▸ LISTED RECORDS
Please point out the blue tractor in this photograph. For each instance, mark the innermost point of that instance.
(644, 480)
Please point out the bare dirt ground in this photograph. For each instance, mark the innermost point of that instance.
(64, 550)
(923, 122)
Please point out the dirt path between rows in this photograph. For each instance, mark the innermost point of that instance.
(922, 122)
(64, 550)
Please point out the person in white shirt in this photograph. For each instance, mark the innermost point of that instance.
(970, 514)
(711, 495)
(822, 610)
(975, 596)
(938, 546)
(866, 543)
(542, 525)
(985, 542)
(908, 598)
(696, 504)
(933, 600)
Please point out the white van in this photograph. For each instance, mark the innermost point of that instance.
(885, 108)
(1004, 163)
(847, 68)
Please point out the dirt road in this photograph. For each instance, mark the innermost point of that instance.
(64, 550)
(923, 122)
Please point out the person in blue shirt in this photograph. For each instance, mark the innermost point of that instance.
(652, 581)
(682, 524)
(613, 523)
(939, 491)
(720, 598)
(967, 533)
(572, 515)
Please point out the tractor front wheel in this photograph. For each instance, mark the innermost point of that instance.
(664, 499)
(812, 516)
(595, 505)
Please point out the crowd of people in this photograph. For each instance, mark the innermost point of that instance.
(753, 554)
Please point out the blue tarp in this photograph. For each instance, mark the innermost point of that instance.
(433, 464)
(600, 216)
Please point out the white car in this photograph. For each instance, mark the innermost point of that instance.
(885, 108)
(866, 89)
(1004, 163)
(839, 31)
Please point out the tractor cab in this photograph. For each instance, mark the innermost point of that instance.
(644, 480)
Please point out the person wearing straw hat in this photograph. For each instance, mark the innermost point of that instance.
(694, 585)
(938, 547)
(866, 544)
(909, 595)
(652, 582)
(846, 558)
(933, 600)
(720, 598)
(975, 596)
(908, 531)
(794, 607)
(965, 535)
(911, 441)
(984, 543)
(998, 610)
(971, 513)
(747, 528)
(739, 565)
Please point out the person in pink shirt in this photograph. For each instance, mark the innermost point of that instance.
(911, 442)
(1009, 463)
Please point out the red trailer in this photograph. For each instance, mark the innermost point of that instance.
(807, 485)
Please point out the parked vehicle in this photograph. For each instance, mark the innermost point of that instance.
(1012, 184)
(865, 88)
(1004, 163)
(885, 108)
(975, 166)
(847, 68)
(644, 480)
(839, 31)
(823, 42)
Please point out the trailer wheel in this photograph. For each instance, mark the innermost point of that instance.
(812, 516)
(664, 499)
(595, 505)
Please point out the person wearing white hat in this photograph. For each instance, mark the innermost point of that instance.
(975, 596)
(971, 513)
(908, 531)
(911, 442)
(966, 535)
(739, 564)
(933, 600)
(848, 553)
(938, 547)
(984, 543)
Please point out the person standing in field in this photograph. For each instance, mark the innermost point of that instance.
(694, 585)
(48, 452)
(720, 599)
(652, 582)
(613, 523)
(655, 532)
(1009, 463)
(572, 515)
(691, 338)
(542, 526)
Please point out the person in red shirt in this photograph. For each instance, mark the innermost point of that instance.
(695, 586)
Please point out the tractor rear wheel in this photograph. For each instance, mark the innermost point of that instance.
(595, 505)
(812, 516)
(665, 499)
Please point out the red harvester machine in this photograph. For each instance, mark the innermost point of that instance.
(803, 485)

▸ GIVEN REQUEST
Starting at the line that has "Please point out the person standing" and continuing through the end of the rows, rewrite those lines with "innermost point" changed to "central point" and nothing else altered.

▸ SOLUTION BELOW
Please point out the person standing in field in this photograph. For each instance, mark the central point of that instance.
(694, 585)
(48, 452)
(720, 599)
(652, 582)
(613, 523)
(655, 532)
(1009, 463)
(572, 515)
(691, 338)
(542, 526)
Please point out the person in red shirt in this photograph. For each instance, mark the central point of that instance.
(695, 586)
Please point out the tractor rear wheel in this photograph. For each instance, mark the central point of that instance.
(595, 505)
(812, 516)
(665, 499)
Please point out the red harvester machine in this photograph. For each instance, mark the central point of that instance.
(803, 485)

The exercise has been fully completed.